*** EXCERPT TO READ
How a Hindoo Can Tell When the Animal Intends to Destroy Him.
Few more impressive confidences can be imparted than one in which a Hindoo describes how he knows his elephant intends to destroy him. It is all so seemingly trivial, and yet in reality of such deadly significance. His story is full of details that prove the man’s profound understanding of what he is talking about that one remains equally amazed at the brute’s power to dissimulate and its intended victim’s insight into this would-be murderer’s character. And yet. from the psychological standpoint, an elephant never gives any other such indication of mental power as is exhibited in its revenge. That patient, watchful, implacable hatred, often provoked simply because a man is in attendance upon another animal [for it is the rule with tuskers to detest their next neighbors] speaks more conclusively of a high intellectual guide than all stories, true or false, that have been told of their ability. Such concentration and fixedness of purpose, such careful, unrelaxed vigilance, such perfect and consistent pretense, and, when the time comes, such desperate, unhesitating energy as homicidal animals exhibit are impossible without a very considerable, although in this instance very irregular, development, says Outing.
No one can deny that if this creature is great at all its greatness shows itself in its crimes. These have caused it to be worshiped in the east, where men venerate nothing but merciless, irresponsible force, and where an exhibition of those qualities and traits described fully accounts for the formula: “My lord, the elephant.”
******
■ **REQUIREMENT 1**
In the passage on elephant revenge, what is said to be the rule with tuskers?
■ **REQUIREMENT 2**
Give every word the passage on elephant revenge uses to describe the elephant's hatred.
*** DATASET ENTRIES
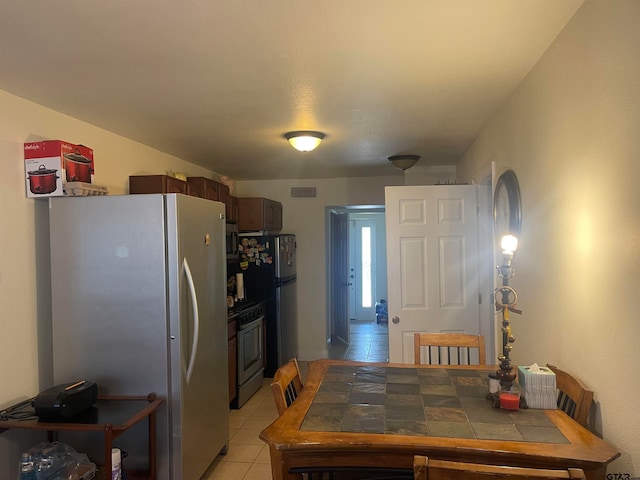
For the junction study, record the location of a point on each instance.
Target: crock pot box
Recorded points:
(49, 163)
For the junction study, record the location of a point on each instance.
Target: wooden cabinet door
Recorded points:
(256, 214)
(156, 184)
(233, 216)
(272, 215)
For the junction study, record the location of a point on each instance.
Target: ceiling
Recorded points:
(218, 82)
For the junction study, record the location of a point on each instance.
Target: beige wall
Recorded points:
(25, 315)
(570, 132)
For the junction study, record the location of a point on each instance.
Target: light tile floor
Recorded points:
(248, 456)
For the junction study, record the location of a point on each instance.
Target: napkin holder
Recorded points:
(539, 386)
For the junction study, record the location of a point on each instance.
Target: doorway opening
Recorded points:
(358, 282)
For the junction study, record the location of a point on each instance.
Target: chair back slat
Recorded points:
(448, 348)
(286, 385)
(425, 468)
(573, 398)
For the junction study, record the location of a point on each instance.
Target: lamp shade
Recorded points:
(404, 162)
(304, 140)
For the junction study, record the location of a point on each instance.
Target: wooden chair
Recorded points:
(427, 469)
(458, 347)
(286, 385)
(573, 399)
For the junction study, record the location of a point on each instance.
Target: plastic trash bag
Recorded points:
(55, 461)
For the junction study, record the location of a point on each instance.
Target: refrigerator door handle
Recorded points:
(196, 318)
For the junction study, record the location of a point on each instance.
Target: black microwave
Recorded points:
(232, 241)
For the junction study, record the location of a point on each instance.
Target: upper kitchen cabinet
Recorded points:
(258, 214)
(157, 184)
(233, 213)
(204, 188)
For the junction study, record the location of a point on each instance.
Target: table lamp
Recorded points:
(505, 300)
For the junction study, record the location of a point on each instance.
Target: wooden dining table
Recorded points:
(374, 417)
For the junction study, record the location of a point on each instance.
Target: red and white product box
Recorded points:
(51, 163)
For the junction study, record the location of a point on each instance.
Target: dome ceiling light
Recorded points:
(304, 140)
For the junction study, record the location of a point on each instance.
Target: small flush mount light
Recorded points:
(304, 140)
(404, 162)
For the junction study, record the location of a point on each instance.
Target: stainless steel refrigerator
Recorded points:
(269, 267)
(138, 303)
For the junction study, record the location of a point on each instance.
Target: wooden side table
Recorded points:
(111, 415)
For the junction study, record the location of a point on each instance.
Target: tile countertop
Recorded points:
(437, 402)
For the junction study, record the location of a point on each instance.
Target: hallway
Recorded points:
(369, 343)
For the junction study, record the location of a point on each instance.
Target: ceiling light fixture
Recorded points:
(404, 162)
(304, 140)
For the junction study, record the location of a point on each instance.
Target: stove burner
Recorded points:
(247, 312)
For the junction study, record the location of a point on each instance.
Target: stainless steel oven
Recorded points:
(250, 338)
(232, 241)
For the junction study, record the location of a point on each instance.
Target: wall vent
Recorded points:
(303, 192)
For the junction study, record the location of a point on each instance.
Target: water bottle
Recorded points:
(116, 464)
(27, 467)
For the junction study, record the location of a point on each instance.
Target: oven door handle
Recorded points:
(196, 318)
(252, 323)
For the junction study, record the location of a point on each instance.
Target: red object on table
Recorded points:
(509, 401)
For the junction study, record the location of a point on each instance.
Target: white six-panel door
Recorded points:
(432, 263)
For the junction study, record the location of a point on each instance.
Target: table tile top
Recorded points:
(439, 402)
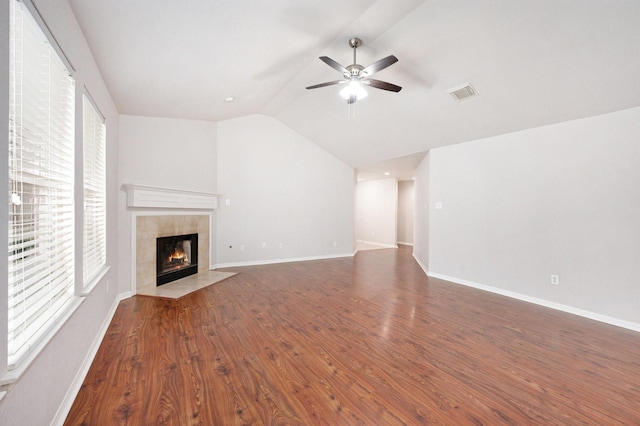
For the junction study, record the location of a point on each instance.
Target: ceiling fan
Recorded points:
(357, 75)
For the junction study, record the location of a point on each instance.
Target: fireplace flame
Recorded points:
(177, 256)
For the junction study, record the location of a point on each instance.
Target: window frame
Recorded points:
(90, 178)
(58, 167)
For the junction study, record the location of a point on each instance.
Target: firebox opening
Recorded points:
(176, 257)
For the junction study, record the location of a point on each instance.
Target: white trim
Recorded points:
(142, 196)
(76, 384)
(273, 261)
(548, 304)
(378, 244)
(422, 265)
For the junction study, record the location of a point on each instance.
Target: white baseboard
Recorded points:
(373, 243)
(546, 303)
(72, 392)
(274, 261)
(422, 265)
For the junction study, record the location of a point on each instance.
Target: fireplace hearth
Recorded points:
(177, 257)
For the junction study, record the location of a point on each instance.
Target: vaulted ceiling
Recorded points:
(532, 63)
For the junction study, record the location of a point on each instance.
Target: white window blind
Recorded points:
(41, 168)
(94, 225)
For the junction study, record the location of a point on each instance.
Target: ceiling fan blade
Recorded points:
(379, 65)
(382, 85)
(333, 64)
(328, 83)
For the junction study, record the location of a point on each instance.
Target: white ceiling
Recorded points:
(532, 62)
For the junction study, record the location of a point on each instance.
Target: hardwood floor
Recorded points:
(363, 340)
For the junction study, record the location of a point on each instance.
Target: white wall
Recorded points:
(421, 213)
(405, 211)
(40, 391)
(377, 211)
(283, 191)
(167, 153)
(562, 199)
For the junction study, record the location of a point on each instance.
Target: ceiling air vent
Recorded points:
(463, 92)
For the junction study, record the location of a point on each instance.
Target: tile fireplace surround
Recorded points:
(162, 212)
(148, 228)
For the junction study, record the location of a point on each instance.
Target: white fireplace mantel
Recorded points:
(142, 196)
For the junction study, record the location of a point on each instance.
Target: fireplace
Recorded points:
(176, 257)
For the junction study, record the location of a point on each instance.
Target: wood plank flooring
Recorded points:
(365, 340)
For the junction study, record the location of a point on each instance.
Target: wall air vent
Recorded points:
(462, 92)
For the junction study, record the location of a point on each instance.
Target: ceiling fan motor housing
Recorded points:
(354, 71)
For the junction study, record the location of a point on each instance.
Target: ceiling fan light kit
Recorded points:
(356, 75)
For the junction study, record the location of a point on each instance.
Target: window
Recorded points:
(94, 225)
(41, 173)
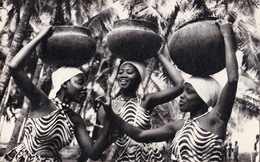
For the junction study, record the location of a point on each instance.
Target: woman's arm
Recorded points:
(89, 148)
(225, 103)
(177, 83)
(34, 94)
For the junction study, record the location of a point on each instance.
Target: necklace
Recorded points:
(61, 105)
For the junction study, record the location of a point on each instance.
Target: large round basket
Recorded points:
(197, 48)
(68, 46)
(135, 40)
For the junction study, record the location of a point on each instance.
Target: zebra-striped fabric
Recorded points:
(49, 133)
(193, 143)
(128, 149)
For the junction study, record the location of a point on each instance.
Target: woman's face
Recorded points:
(128, 76)
(189, 99)
(76, 89)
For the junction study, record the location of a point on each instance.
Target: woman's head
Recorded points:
(71, 81)
(131, 74)
(199, 91)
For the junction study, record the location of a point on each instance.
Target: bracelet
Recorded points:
(98, 125)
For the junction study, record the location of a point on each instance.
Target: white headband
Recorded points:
(60, 76)
(139, 66)
(207, 88)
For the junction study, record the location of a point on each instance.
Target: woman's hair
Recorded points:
(207, 88)
(60, 76)
(139, 67)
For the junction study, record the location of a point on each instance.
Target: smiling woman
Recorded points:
(201, 137)
(52, 124)
(136, 110)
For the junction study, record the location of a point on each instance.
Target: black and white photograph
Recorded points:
(129, 80)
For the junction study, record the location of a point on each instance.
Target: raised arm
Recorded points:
(169, 93)
(34, 94)
(225, 103)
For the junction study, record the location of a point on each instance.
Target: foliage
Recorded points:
(100, 15)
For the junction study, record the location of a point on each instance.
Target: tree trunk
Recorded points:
(18, 124)
(16, 45)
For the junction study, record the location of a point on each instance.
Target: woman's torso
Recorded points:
(46, 136)
(128, 149)
(193, 143)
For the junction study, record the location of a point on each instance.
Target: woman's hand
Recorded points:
(104, 101)
(161, 50)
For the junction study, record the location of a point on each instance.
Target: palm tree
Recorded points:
(99, 17)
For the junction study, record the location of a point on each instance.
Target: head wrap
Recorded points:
(207, 88)
(139, 66)
(60, 76)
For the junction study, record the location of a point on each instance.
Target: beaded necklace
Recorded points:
(61, 105)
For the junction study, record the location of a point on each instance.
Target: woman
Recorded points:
(51, 123)
(200, 138)
(136, 110)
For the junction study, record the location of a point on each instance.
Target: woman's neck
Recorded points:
(63, 98)
(127, 95)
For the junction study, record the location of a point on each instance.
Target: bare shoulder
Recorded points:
(175, 125)
(75, 117)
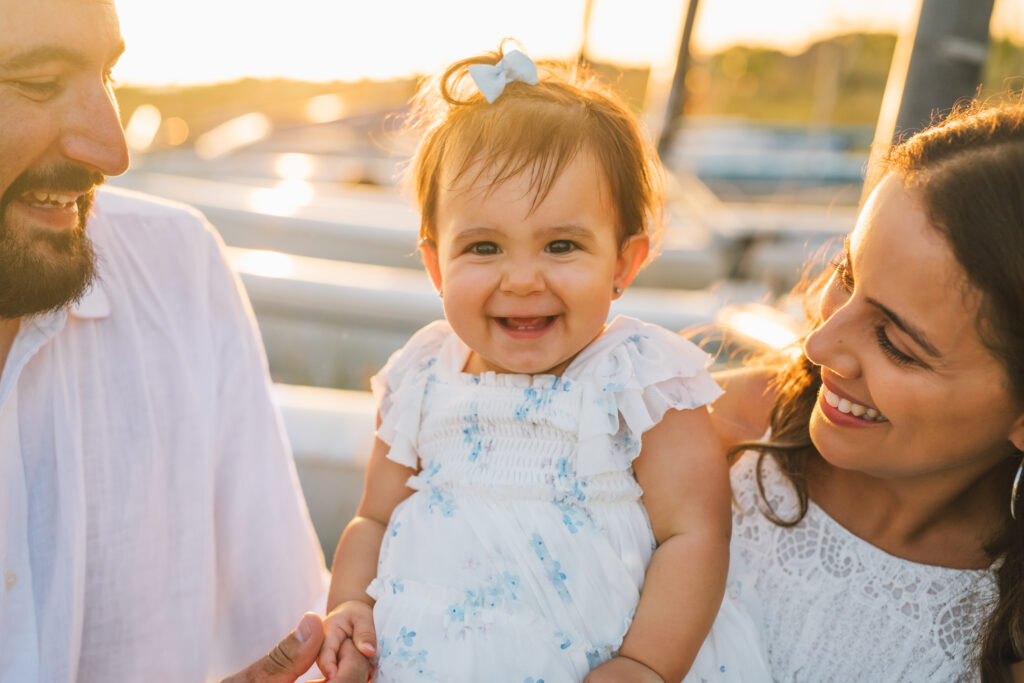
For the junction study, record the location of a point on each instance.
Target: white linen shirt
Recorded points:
(153, 525)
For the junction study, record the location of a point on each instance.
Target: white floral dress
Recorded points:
(520, 555)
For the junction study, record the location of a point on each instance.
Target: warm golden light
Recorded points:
(326, 108)
(766, 325)
(264, 263)
(283, 200)
(142, 127)
(231, 135)
(294, 166)
(175, 131)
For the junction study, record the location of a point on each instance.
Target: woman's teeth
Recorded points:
(856, 410)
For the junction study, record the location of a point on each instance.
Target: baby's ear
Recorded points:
(1017, 434)
(428, 254)
(631, 258)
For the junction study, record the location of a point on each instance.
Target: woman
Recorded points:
(873, 539)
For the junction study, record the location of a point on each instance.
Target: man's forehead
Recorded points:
(87, 27)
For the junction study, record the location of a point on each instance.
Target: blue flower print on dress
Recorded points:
(473, 433)
(441, 502)
(573, 518)
(553, 568)
(536, 400)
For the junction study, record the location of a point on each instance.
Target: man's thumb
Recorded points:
(290, 658)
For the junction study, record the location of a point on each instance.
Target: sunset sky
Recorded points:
(201, 41)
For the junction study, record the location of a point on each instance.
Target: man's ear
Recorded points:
(631, 258)
(428, 254)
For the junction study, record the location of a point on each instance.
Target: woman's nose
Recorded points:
(832, 344)
(92, 134)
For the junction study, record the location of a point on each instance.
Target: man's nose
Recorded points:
(92, 134)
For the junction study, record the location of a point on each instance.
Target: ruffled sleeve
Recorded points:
(399, 387)
(634, 374)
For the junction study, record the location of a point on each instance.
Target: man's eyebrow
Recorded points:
(912, 332)
(50, 53)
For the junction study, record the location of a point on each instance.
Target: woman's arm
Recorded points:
(685, 480)
(741, 413)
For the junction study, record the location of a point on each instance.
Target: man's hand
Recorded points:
(293, 656)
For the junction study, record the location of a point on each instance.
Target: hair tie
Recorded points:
(492, 79)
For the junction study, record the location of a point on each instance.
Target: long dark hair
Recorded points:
(969, 171)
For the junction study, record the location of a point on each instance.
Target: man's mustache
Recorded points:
(67, 178)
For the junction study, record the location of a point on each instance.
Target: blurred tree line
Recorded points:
(835, 82)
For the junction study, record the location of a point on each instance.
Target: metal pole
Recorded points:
(937, 62)
(588, 9)
(677, 95)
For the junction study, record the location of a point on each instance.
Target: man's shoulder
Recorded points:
(121, 202)
(150, 223)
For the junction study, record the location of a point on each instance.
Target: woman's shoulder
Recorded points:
(741, 414)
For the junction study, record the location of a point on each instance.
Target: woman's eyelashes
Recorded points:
(890, 349)
(845, 280)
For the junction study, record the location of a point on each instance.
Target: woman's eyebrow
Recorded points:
(912, 332)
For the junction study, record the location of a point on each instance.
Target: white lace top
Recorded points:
(834, 607)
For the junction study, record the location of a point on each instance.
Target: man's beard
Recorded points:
(40, 269)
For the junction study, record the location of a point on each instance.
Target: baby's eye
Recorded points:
(483, 249)
(561, 247)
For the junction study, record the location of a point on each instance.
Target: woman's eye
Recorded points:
(483, 249)
(890, 349)
(561, 247)
(40, 89)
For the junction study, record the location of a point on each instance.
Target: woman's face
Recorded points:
(908, 388)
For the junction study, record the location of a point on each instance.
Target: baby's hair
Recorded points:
(536, 129)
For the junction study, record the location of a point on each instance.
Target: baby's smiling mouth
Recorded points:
(523, 324)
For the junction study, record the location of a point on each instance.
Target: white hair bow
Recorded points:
(513, 67)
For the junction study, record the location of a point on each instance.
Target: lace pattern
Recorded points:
(836, 607)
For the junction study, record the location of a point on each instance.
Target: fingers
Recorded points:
(364, 635)
(290, 658)
(352, 667)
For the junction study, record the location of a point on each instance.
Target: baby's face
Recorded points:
(527, 288)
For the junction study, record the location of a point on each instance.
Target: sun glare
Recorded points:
(206, 41)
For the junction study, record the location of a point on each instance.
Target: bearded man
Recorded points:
(153, 525)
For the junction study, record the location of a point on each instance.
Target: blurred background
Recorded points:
(282, 123)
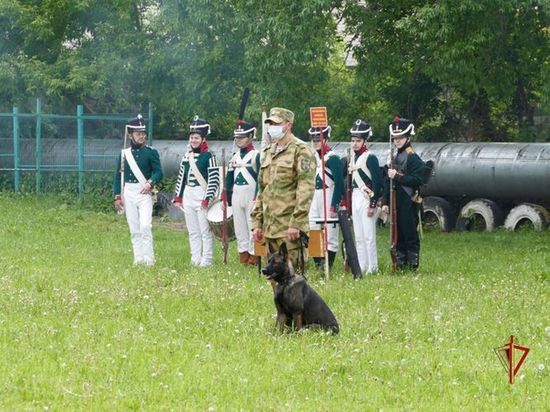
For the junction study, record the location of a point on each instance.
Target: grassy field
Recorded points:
(81, 329)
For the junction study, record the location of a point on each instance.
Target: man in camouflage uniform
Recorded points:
(408, 175)
(286, 185)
******
■ **EXPECTED ANSWER 1**
Tuskers detest their next neighbors.

■ **EXPECTED ANSWER 2**
Patient, watchful, implacable